#### What the exercise asks:
Please copy out every line in the entries that includes the word "taxi".

#### Records provided:
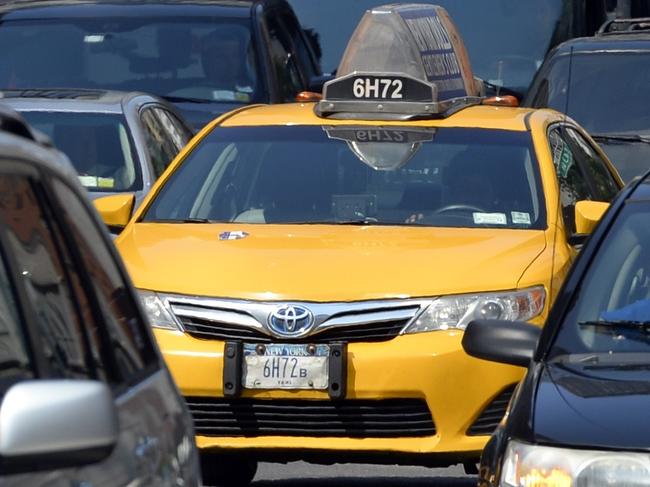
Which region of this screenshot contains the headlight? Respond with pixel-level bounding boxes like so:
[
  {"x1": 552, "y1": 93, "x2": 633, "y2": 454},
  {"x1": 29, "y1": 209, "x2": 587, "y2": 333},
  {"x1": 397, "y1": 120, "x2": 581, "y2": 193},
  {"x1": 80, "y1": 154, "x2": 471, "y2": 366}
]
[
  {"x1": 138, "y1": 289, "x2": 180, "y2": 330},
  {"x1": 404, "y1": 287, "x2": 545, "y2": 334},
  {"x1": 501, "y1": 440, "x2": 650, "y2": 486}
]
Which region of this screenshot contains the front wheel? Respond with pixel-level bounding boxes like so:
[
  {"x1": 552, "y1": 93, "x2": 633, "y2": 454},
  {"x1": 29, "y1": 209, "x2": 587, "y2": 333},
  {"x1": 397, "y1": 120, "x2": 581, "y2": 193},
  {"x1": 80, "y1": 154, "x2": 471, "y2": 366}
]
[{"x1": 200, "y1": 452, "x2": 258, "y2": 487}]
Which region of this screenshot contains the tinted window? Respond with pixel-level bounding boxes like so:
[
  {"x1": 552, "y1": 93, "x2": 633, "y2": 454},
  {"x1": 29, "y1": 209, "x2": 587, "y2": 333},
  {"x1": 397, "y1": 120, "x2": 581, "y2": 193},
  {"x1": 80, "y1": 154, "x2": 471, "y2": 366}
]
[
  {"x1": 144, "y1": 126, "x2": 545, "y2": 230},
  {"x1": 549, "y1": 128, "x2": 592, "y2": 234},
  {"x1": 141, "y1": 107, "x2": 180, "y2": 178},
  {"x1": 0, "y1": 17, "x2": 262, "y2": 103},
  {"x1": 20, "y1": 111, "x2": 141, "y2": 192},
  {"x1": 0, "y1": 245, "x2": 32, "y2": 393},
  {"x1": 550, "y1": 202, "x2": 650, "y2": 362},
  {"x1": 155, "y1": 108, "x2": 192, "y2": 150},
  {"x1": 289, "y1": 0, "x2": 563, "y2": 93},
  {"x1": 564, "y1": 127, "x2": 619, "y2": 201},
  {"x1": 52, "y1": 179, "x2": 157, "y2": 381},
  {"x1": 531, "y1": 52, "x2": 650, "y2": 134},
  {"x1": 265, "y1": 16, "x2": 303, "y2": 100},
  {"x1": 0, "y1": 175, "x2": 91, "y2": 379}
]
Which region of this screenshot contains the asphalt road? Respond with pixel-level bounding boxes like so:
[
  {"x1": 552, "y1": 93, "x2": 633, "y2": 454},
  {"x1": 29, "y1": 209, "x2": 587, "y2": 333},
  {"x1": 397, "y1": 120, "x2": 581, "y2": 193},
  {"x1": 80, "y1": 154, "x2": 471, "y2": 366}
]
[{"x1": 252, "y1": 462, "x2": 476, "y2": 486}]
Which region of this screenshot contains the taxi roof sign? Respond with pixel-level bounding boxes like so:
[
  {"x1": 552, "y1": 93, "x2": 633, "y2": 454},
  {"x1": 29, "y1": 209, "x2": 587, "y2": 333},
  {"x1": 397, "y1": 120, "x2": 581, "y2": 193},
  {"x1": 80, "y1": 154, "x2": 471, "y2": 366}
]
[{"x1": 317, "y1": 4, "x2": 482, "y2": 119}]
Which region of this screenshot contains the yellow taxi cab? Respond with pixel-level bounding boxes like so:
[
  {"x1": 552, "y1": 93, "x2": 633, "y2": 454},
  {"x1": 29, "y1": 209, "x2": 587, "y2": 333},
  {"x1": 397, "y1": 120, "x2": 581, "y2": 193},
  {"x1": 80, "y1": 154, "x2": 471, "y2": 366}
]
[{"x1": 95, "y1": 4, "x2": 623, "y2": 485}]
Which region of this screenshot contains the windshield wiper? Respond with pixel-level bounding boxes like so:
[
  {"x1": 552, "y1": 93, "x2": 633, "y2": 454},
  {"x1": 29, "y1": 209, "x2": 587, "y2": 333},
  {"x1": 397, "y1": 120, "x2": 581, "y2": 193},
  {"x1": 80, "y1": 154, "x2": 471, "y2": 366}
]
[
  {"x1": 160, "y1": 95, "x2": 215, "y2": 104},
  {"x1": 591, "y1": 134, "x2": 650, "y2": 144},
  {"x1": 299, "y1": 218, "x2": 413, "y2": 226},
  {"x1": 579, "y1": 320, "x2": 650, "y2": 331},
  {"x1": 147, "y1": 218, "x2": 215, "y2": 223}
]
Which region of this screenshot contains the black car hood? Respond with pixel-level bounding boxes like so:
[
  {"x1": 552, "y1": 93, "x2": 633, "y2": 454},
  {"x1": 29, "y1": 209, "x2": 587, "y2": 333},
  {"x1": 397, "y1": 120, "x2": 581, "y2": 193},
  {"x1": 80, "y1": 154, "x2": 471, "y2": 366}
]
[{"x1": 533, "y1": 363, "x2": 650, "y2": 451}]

#### Solution to this task:
Which region of this screenshot contains the taxi roof sign? Respond with pixel-level bounding boxes like so:
Which region of this screenshot contains the yellow taxi cab? Respond with pixel-level bounding boxes like so:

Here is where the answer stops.